## Challenges
A. For the forum thread below about training a threes-and-sevens model, decide whether each statement agrees with the thread, answering yes or no and quoting the deciding words: (i) lowering the learning rate to 0.1 improved the model a lot; (ii) raising the learning rate helped a great deal; (iii) the from-scratch version worked with a learning rate of 1.0.
B. From the forum thread below about training a threes-and-sevens model, write out the part from the words "valid_7_tens = valid_7_tens.float()/255" up to and including the words "predictions = predictions.sigmoid()", copying it word for word.
### Passage given
I failed to train the example on the book in chapter 4!

I am trying to follow the book on training the model to recognize threes and sevens. There are two versions of the code, one starting from scratch, and the other is the “optimized” version using classes like SGD and nn.Linear.
The first one turns out to be ok with a 1.0 learning rate, but with the optimized version, a very strange thing happens: the gradient suddenly becomes zero and my model stops optimizing at only about 50% accuracy and I don’t know what’s wrong. Here’s the code:

import fastbook
from fastai.vision.all import *
from fastbook import *

path = untar_data(URLs.MNIST_SAMPLE)
Path.BASE_PATH = path
threes = (path/'train'/'3').ls().sorted()
sevens = (path/'train'/'7').ls().sorted()
seven_tensors = [tensor(Image.open(o)) for o in sevens]
three_tensors = [tensor(Image.open(o)) for o in threes]
stacked_sevens = torch.stack(seven_tensors).float()/255
stacked_threes = torch.stack(three_tensors).float()/25
valid_3_tens = torch.stack([tensor(Image.open(o)) 
                            for o in (path/'valid'/'3').ls()])
valid_3_tens = valid_3_tens.float()/255
valid_7_tens = torch.stack([tensor(Image.open(o)) 
                            for o in (path/'valid'/'7').ls()])
valid_7_tens = valid_7_tens.float()/255

train_x = torch.cat([stacked_threes, stacked_sevens]).view(-1, 28*28)
train_y = tensor([1]*len(threes) + [0]*len(sevens)).unsqueeze(1)
dset = list(zip(train_x,train_y))
valid_x = torch.cat([valid_3_tens, valid_7_tens]).view(-1, 28*28)
valid_y = tensor([1]*len(valid_3_tens) + [0]*len(valid_7_tens)).unsqueeze(1)
valid_dset = list(zip(valid_x,valid_y))
def mnist_loss(predictions, targets):
    predictions = predictions.sigmoid()
    return torch.where(targets==1, 1-predictions, predictions).mean()
def batch_accuracy(xb, yb):
    preds = xb.sigmoid()
    correct = (preds>0.5) == yb
    return correct.float().mean()
lr = 1.
dl = DataLoader(dset, batch_size=256)
valid_dl = DataLoader(valid_dset, batch_size=256)
dls = DataLoaders(dl, valid_dl)
learn = Learner(dls, nn.Linear(28*28,1), opt_func=SGD,
                loss_func=mnist_loss, metrics=batch_accuracy)
learn.fit(10, lr=lr)

I tried to increase my learning rate. It doesn’t help at all. Instead, I find that decreasing the learning rate to 0.1 would make significant improvement to the model.
The batch accuracy jumps from less than 50% to 95% in the third epoch, which surprise me very much. Why do this happen? Is there something wrong with the code?

Oh my goodness. I made such a stupid mistake!

stacked_sevens = torch.stack(seven_tensors).float()/255
stacked_threes = torch.stack(three_tensors).float()/25

See what’s wrong? It cost me a whole afternoon and evening, and just now I found this error.


Very high LR! didn’t throw you a ValueError? Better to divide floating values with floating, for sure instead of 255 use 255.0 in this case.

If you divide a floating value with an integer, the result will always be a float. So I didn’t bother to use 255.0. And the high learning rate is just copied from the book and it works all right. Thanks for your suggestions though! I’ll keep that in mind:)
######
### Records shown
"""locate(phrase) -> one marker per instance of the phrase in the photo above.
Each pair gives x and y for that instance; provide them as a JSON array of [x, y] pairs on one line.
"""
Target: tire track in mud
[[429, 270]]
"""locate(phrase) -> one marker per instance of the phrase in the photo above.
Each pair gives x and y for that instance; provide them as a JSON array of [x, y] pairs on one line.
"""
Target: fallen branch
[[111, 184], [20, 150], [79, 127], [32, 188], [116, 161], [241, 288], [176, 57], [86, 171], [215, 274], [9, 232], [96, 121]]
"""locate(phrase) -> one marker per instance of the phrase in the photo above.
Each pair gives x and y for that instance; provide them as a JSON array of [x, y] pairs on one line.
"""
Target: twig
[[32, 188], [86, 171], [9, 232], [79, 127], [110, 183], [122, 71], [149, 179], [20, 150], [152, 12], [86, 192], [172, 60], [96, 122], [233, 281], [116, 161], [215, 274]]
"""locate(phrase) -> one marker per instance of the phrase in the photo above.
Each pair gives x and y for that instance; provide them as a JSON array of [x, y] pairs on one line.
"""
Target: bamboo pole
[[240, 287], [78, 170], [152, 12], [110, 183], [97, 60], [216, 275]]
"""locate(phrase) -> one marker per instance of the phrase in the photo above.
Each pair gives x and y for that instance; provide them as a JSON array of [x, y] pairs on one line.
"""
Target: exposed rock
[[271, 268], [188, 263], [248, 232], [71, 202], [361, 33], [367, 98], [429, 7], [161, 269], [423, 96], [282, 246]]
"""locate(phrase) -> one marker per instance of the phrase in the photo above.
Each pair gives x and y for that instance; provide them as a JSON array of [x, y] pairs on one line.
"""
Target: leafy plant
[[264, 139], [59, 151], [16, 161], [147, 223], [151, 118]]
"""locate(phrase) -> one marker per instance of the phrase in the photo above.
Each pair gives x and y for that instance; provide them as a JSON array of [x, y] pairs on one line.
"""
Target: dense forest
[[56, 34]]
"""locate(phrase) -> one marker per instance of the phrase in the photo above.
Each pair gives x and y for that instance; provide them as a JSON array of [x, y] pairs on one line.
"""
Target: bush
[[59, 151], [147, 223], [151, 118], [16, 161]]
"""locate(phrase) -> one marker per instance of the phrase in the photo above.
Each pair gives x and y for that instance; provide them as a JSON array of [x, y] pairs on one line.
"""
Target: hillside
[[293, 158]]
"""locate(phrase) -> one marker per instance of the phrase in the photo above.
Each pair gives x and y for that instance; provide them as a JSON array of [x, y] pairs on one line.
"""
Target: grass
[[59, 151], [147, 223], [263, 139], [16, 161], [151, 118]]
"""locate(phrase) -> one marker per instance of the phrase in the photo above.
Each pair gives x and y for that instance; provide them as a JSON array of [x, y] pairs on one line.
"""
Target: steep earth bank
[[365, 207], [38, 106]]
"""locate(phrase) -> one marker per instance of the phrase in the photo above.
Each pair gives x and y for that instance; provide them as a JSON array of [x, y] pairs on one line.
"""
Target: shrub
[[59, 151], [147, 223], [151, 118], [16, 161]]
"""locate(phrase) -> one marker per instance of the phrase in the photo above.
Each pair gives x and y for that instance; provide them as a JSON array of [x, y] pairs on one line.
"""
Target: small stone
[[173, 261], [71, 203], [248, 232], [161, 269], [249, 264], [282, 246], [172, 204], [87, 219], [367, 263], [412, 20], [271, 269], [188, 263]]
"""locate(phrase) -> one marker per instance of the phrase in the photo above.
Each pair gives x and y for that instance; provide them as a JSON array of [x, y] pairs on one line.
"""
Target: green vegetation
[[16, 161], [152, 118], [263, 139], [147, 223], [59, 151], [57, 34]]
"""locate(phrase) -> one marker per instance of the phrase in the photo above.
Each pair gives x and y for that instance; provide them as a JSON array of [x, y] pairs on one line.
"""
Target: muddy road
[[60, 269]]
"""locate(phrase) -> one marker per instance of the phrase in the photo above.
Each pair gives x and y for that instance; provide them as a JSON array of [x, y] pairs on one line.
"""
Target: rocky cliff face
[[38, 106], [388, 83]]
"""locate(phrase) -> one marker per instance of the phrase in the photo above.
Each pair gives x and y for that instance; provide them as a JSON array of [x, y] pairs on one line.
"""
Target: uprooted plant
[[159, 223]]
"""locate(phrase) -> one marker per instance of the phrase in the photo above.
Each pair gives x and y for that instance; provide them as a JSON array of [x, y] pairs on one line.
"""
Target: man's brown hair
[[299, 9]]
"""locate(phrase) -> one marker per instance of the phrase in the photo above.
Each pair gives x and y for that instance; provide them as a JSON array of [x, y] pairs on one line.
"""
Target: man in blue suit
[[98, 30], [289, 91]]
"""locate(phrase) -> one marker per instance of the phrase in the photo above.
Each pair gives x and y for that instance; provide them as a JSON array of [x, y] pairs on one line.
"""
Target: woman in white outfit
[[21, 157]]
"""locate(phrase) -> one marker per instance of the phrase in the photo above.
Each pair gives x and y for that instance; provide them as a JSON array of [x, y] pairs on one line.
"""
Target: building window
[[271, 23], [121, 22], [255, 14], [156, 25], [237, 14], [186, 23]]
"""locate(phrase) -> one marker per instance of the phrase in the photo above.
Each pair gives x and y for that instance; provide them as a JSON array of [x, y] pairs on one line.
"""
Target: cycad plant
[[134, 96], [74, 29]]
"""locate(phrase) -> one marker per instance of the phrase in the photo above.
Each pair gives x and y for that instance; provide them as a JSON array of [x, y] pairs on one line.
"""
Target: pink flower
######
## In response
A.
(i) Yes: "decreasing the learning rate to 0.1 would make significant improvement to the model."
(ii) No: "It doesn’t help at all."
(iii) Yes: "The first one turns out to be ok with a 1.0 learning rate"

B.
valid_7_tens = valid_7_tens.float()/255

train_x = torch.cat([stacked_threes, stacked_sevens]).view(-1, 28*28)
train_y = tensor([1]*len(threes) + [0]*len(sevens)).unsqueeze(1)
dset = list(zip(train_x,train_y))
valid_x = torch.cat([valid_3_tens, valid_7_tens]).view(-1, 28*28)
valid_y = tensor([1]*len(valid_3_tens) + [0]*len(valid_7_tens)).unsqueeze(1)
valid_dset = list(zip(valid_x,valid_y))
def mnist_loss(predictions, targets):
    predictions = predictions.sigmoid()